• DOCUMENT TEXT:
━━━━━━━━━━━━━━━━━━━━
Hey, that's my dad!

- By Molly Sharlach

Courtesy of Südhof neuroscience winners

Thomas Südhof with three of his children in Norway after receiving the 2010 Kavli prize in neuroscience. The children are (from left) Moritz, Sören and Leanna.

What's it like when your dad wins a Nobel prize? Moritz Südhof found out on Oct. 7 when his father, Thomas Südhof, MD, was named a co-recipient of the 2013 Nobel Prize in Physiology or Medicine.

A graduate student in computer science at Stanford, Moritz Südhof described how he learned about the news and discussed his father's influence on him in an email to Molly Sharlach, PhD, a science-writing intern in the medical school's Office of Communication & Public Affairs.

How did you find out that your father had won a Nobel prize?

I woke up to my housemate knocking at my door. I asked him what he wanted, and he said I should look at my phone. There were dozens of text messages and emails. And that's how I found out about the Nobel.

Of course, I was surprised. He just won the Lasker a month ago, and that was already a surprise and a great honor. Now the Nobel! Unreal.

I only have a superficial understanding of my father's field, so I am in no position to claim the prize was well-deserved. But I do know how much he cares about neurons and how hard he works to understand them, so I am thrilled he was awarded the prize. It is a recognition of the life-energy he has committed to his scientific pursuits. (And he was late picking me up from so many orchestra rehearsals when I was young — but I can rest comfortably now knowing that it all ended well.)

Do you have any stories about how your dad's work influenced you when you were growing up?

I remember one very particular moment with my dad that I think is characteristic of his attitude toward science and his children. In an effort to maybe turn me into a fellow researcher, he sent me to do some pipetting in the lab of one of his former postdocs, Rafael Fernández-Chacón — who is just a wonderfully amiable and dynamic man — when I was a sophomore in high school. He visited me in Rafael's lab in Seville, Spain, when he was in town one week, and he was fooling around with some lab equipment when he enthusiastically called me over and said, "Moritz! Moritz! Moritz! Look at this." He was so animated. "Isn't this just the most beautiful thing you've ever seen?" he asked. In the microscope, I could see the outline of a single neuron.
━━━━━━━━━━━━━━━━━━━━
• DATA EXCERPTS:
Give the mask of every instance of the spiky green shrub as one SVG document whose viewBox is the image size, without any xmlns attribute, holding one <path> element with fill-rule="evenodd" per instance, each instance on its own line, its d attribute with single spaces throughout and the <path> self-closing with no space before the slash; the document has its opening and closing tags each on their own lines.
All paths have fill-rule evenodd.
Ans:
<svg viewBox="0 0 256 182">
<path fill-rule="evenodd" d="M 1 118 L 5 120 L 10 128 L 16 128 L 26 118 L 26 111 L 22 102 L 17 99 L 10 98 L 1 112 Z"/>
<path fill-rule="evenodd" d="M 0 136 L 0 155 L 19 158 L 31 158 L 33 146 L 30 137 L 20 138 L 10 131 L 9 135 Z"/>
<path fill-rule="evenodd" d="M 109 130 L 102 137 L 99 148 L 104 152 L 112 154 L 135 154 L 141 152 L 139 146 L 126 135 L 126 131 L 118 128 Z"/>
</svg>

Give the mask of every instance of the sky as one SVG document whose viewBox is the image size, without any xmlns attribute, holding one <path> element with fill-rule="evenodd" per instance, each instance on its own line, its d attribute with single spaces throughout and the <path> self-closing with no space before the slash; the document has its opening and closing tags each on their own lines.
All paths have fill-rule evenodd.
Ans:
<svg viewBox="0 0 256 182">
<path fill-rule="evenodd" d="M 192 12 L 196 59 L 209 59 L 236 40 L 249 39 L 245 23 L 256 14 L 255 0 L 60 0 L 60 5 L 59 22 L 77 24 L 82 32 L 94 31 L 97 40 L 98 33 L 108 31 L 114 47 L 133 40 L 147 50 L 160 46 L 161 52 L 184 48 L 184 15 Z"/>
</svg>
━━━━━━━━━━━━━━━━━━━━
• ASSIGNED TASK 1: In the Südhof interview, shorten the paragraph beginning "I remember one very particular moment" while keeping its main facts.
• ASSIGNED TASK 2: Reproduce the Südhof interview word for word, starting with "What's it like" and going on through "Communication & Public Affairs.".

• EXPECTED ANSWER 1: Moritz recalls a moment that shows his father's attitude toward science and his children. When Moritz was a high school sophomore, his father sent him to pipette in the lab of Rafael Fernández-Chacón, a former postdoc, in Seville, Spain, possibly hoping to make him a researcher. While visiting the lab, his father excitedly called him over to a microscope showing the outline of a single neuron. He asked whether it wasn't the most beautiful thing Moritz had ever seen.

• EXPECTED ANSWER 2:
What's it like when your dad wins a Nobel prize? Moritz Südhof found out on Oct. 7 when his father, Thomas Südhof, MD, was named a co-recipient of the 2013 Nobel Prize in Physiology or Medicine.

A graduate student in computer science at Stanford, Moritz Südhof described how he learned about the news and discussed his father's influence on him in an email to Molly Sharlach, PhD, a science-writing intern in the medical school's Office of Communication & Public Affairs.